▸ Excerpt provided:
Cannabis sativa is an annual herbaceous flowering plant indigenous to eastern Asia but now of cosmopolitan distribution due to widespread cultivation. It has been cultivated throughout recorded history, used as a source of industrial fiber, seed oil, food, recreation, religious and spiritual moods and medicine. Each part of the plant is harvested differently, depending on the purpose of its use. The species was first classified by Carl Linnaeus in 1753.
The flowers of Cannabis sativa are unisexual and plants are most often either male or female. It is a short-day flowering plant, with staminate (male) plants usually taller and less robust than pistillate (female or male) plants. The flowers of the female plant are arranged in racemes and can produce hundreds of seeds. Male plants shed their pollen and die several weeks prior to seed ripening on the female plants. Under typical conditions with a light period of 12 to 14 hours both sexes are produced in equal numbers because of heritable X and Y chromosomes. Although genetic factors dispose a plant to become male or female, environmental factors including the diurnal light cycle can alter sexual expression. Naturally occurring monoecious plants, with both male and female parts, are either sterile or fertile but artificially induced “hermaphrodites” can have fully functional reproductive organs. “Feminized” seed sold by many commercial seed suppliers are derived from artificially “hermaphrodytic” females that lack the male gene, or by treating the plants with hormones or silver thiosulfate.
Although the main psychoactive constituent of Cannabis is tetrahydrocannabinol (THC), the plant is known to contain more than 500 compounds, among them at least 113 cannabinoids; however, most of these “minor” cannabinoids are only produced in trace amounts. Besides THC, another cannabinoid produced in high concentrations by some plants is cannabidiol (CBD), which is not psychoactive but has recently been shown to block the effect of THC in the nervous system. Differences in the chemical composition of Cannabis varieties may produce different effects in humans. Synthetic THC, called dronabinol, does not contain cannabidiol (CBD), cannabinol (CBN), or other cannabinoids, which is one reason why its pharmacological effects may differ significantly from those of natural Cannabis preparations.

▸ Information supplied:
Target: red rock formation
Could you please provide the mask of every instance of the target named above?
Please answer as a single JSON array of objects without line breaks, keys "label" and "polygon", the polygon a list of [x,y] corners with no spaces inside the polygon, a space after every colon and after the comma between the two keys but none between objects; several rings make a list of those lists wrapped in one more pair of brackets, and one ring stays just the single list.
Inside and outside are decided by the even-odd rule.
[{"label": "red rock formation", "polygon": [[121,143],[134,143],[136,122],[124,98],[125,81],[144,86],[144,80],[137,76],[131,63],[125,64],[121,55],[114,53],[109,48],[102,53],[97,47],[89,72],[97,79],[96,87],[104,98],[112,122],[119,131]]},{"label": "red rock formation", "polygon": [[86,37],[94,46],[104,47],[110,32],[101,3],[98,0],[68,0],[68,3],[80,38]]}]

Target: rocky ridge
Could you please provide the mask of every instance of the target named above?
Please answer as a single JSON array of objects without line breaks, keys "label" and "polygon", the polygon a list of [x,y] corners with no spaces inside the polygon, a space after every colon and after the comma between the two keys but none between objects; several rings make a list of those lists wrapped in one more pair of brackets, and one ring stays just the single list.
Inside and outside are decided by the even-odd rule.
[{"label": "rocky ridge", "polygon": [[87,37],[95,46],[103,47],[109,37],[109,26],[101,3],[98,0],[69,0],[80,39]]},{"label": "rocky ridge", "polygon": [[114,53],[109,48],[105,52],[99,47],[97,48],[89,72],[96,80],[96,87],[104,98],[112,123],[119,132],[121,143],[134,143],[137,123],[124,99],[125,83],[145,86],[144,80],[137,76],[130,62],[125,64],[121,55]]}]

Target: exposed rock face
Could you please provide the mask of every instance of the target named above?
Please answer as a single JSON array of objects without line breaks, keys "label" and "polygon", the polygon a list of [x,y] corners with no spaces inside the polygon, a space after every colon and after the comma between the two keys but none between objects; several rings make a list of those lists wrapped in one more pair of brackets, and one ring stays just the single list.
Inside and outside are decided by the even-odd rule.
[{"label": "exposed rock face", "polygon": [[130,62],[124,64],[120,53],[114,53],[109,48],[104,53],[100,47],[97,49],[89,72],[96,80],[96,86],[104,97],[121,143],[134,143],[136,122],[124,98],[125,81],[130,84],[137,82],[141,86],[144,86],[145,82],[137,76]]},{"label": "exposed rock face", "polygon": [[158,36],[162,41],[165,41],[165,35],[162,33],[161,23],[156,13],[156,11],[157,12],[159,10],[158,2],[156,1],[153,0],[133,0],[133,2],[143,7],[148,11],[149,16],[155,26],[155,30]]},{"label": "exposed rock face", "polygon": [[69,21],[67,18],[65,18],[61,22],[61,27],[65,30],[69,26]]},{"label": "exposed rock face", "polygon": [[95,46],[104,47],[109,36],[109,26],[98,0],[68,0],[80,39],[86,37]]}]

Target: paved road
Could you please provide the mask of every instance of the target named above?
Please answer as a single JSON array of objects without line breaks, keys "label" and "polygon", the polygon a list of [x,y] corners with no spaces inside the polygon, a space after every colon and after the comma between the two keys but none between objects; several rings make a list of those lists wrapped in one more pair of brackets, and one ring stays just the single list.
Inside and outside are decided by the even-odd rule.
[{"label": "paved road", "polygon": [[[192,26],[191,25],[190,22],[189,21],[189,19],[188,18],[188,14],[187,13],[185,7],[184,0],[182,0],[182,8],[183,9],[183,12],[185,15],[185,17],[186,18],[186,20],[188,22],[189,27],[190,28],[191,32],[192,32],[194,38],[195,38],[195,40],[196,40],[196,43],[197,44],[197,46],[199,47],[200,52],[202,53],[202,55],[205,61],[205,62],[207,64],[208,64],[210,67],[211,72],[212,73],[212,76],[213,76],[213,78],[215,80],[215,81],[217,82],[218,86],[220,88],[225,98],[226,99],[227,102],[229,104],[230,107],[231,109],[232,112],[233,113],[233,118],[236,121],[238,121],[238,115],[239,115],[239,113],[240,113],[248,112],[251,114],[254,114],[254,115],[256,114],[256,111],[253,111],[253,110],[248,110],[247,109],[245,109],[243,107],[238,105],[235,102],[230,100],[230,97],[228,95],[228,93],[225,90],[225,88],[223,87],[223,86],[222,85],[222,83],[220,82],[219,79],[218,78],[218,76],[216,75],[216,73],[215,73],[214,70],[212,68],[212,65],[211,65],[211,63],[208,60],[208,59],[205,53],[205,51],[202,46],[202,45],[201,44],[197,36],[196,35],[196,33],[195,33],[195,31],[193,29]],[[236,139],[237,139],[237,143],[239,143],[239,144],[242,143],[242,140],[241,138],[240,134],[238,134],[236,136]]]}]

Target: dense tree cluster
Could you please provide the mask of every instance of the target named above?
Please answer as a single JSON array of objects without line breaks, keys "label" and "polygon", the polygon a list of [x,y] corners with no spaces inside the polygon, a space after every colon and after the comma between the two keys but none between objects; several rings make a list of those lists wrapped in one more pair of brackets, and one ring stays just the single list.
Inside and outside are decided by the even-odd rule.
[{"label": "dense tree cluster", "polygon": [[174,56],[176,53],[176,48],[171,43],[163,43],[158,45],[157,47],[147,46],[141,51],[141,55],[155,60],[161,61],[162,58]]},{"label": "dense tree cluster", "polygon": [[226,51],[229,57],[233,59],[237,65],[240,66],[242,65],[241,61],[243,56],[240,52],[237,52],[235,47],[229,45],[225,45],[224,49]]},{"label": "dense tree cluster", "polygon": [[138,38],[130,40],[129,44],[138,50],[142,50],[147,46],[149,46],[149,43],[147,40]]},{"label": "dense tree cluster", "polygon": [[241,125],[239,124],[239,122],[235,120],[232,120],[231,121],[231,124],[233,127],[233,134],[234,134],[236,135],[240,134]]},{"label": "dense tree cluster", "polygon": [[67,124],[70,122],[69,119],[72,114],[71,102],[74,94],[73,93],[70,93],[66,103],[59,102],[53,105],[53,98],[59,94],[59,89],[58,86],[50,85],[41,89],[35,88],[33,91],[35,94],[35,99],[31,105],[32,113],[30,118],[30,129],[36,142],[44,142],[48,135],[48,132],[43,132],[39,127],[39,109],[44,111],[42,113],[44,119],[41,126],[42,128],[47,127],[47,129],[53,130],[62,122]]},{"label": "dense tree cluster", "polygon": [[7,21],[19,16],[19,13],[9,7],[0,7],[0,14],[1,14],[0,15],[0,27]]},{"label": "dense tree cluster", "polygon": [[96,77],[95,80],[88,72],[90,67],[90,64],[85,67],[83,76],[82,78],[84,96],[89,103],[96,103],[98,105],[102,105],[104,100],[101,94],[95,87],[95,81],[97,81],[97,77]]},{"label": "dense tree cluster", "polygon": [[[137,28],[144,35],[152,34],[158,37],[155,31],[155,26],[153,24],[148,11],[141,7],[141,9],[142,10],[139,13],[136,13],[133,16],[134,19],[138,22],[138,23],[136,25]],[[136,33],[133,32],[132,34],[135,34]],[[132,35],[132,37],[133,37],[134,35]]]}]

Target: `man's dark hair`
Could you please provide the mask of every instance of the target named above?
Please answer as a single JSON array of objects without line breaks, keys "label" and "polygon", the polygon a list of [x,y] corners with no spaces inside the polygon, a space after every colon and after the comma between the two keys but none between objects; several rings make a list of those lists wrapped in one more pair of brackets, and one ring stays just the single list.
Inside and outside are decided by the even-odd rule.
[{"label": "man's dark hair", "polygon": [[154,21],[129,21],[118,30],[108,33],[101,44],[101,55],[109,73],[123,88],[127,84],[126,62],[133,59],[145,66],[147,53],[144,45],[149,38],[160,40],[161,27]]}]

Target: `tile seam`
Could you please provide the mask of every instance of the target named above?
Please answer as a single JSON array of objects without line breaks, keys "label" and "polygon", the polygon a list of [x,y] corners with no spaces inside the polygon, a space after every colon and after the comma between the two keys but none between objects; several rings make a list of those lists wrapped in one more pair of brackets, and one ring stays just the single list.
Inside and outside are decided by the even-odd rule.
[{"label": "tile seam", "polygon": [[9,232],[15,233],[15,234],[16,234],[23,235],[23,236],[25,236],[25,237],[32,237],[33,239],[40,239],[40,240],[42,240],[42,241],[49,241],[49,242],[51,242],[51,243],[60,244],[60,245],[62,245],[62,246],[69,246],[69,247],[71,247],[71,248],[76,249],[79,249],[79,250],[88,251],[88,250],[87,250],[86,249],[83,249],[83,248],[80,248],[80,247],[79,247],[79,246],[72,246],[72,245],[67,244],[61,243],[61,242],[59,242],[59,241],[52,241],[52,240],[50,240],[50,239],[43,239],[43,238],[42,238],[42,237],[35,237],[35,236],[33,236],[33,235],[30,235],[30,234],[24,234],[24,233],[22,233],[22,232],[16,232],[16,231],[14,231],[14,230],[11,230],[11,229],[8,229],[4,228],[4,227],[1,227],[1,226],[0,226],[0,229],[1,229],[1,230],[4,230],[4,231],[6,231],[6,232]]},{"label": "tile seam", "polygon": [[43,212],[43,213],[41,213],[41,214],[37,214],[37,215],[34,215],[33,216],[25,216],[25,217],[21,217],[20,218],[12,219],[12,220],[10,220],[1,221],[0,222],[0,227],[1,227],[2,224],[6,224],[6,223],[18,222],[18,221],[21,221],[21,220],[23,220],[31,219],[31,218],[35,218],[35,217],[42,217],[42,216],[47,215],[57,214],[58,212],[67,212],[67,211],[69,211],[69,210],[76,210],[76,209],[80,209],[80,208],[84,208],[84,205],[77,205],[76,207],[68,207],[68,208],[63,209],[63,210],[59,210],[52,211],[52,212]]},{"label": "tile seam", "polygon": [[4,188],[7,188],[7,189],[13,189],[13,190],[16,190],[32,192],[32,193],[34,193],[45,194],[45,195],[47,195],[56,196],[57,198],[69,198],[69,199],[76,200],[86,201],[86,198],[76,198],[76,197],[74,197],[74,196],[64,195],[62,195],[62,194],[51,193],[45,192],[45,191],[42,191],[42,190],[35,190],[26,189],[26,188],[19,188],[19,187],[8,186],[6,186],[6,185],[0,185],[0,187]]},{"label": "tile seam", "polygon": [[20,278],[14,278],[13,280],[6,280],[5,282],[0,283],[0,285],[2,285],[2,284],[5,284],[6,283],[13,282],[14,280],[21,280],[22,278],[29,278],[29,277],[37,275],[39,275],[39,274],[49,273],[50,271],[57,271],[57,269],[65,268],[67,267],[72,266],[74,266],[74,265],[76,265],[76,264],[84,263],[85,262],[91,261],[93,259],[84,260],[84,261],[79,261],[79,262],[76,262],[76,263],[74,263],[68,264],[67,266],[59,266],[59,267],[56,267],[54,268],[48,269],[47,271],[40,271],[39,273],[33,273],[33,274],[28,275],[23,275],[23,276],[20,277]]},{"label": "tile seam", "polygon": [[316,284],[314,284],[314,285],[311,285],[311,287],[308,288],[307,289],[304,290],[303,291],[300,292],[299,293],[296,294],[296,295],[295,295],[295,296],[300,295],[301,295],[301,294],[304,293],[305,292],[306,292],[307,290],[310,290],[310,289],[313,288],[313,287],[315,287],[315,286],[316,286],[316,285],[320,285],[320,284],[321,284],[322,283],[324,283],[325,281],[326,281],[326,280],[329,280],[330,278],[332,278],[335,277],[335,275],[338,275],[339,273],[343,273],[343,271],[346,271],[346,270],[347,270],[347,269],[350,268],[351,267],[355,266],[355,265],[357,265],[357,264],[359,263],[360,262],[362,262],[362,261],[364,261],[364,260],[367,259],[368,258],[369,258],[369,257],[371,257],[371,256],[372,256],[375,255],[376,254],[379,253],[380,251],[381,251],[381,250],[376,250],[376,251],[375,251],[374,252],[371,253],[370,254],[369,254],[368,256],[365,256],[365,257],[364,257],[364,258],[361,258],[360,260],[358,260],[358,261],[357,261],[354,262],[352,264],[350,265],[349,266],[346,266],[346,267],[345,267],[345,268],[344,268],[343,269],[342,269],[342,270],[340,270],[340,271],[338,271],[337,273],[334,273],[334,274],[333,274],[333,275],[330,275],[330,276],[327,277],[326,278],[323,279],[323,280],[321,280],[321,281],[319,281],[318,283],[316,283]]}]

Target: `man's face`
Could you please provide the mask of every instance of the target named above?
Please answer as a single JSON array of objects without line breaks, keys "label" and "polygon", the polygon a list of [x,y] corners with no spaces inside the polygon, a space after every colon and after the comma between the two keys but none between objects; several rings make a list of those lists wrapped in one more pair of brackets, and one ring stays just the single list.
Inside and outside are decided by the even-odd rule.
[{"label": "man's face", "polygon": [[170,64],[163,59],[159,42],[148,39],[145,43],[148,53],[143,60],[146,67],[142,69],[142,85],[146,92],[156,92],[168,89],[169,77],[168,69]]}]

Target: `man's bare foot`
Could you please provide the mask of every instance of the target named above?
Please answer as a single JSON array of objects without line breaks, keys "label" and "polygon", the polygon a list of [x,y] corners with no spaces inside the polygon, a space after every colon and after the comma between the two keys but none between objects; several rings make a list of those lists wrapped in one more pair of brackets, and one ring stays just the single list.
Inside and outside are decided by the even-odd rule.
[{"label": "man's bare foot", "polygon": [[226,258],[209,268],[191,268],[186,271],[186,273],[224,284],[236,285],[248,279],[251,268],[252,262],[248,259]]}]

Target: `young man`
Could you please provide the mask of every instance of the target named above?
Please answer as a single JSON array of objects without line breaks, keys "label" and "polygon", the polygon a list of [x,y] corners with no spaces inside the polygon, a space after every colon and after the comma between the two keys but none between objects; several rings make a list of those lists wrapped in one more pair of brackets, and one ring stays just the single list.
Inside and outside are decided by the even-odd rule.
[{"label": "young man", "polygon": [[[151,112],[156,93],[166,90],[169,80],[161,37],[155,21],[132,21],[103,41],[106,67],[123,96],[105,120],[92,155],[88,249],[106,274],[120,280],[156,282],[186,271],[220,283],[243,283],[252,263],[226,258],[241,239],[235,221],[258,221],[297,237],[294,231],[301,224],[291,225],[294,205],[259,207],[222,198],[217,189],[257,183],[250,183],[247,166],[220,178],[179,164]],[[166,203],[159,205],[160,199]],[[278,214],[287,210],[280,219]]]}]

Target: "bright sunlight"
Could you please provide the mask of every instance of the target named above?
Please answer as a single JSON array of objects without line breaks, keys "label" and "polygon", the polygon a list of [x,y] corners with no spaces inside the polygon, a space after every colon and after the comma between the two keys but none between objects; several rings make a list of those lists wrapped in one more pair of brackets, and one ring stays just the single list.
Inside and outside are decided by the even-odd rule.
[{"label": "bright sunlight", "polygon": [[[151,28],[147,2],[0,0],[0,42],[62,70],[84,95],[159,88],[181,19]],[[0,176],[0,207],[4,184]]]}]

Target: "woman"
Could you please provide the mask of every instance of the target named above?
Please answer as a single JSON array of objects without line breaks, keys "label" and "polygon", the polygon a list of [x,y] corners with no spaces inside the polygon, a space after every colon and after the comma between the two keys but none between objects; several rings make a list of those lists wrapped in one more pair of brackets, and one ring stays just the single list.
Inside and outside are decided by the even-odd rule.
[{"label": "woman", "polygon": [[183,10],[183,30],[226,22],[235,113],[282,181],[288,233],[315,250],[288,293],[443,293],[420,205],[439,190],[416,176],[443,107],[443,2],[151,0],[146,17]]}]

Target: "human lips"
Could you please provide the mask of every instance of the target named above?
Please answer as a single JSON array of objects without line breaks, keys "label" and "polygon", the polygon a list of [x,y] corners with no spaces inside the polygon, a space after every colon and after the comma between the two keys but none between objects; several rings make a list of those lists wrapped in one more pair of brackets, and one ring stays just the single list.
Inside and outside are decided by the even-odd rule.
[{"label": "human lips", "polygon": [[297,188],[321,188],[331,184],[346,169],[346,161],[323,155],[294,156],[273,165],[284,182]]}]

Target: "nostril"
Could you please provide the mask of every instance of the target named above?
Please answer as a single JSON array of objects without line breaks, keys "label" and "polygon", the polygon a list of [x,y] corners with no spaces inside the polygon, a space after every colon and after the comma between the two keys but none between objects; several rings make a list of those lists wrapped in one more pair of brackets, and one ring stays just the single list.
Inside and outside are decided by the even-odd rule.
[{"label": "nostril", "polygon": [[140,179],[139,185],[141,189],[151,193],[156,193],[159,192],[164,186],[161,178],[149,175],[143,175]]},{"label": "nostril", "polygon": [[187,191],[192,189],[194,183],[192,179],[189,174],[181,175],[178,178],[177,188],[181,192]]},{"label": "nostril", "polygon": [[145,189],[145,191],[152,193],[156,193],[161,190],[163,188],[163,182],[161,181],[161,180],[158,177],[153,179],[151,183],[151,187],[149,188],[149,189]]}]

▸ Questions to answer:
1) In the Cannabis sativa passage, in what year did Carl Linnaeus first classify the species?
2) Retype the Cannabis sativa passage starting with "Cannabis sativa is" and going on through "Linnaeus in 1753.".
3) Continue the Cannabis sativa passage beyond its final sentence.

▸ Task-by-task results:
1) 1753

2)
Cannabis sativa is an annual herbaceous flowering plant indigenous to eastern Asia but now of cosmopolitan distribution due to widespread cultivation. It has been cultivated throughout recorded history, used as a source of industrial fiber, seed oil, food, recreation, religious and spiritual moods and medicine. Each part of the plant is harvested differently, depending on the purpose of its use. The species was first classified by Carl Linnaeus in 1753.

3)
Cannabis sativa seeds are chiefly used to make hempseed oil which can be used for cooking, lamps, lacquers, or paints. They can also be used as caged-bird feed, as they provide a wonderful source of nutrients for most animals. The flowers (and to a lesser extent the leaves, stems, and seeds) contain psychoactive chemical compounds known as cannabinoids that are consumed for recreational, medicinal, and spiritual purposes. When so used, preparations of flowers (called marijuana) and leaves and preparations derived from resinous extract (e.g., hashish) are consumed by smoking, vaporising, and oral ingestion. Historically, tinctures, teas, and ointments have also been common preparations. In traditional medicine of India in particular C. sativa has been used as hallucinogenic, hypnotic, sedative, analgesic, and anti-inflammatory agent. Cannabis sativa has been used in medical practices as a therapeutic alternative for people with mental illnesses to lift off stress which leads recreational users to believe that sativa can aid them with their stress heavy lives. However, recent ethnopharmacology studies have shown that sativa can actually cause sleep disorders and heighten neurological and psychiatric illness.